● Data provided
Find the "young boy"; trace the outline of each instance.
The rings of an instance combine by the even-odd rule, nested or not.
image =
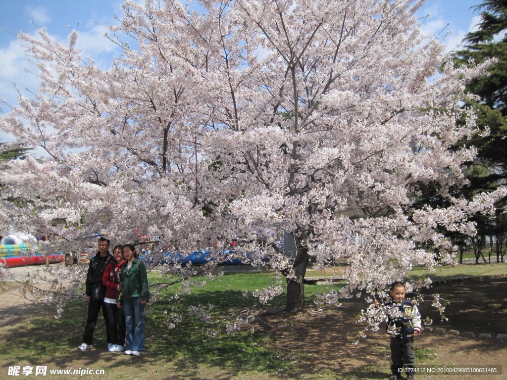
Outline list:
[[[407,380],[414,378],[415,354],[414,335],[421,332],[421,315],[417,307],[410,299],[405,299],[405,284],[396,281],[391,285],[391,297],[384,305],[387,313],[386,330],[391,336],[391,372],[389,380],[402,378],[405,366]],[[375,306],[380,306],[375,300]]]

● Aim of the task
Present every line of the items above as a numbered list, omitting any blank lines and leaving out the pictures.

● Task result
1. Find the "young boy"; trace the outline of each instance.
2. The rings of an instance combine by the even-odd rule, nested or not.
3. image =
4. Outline list:
5. [[[407,380],[414,378],[415,354],[414,335],[421,332],[421,315],[417,307],[410,299],[405,299],[405,284],[396,281],[391,285],[391,297],[384,305],[387,313],[386,330],[391,336],[391,372],[389,380],[402,378],[405,366]],[[375,306],[380,306],[375,300]]]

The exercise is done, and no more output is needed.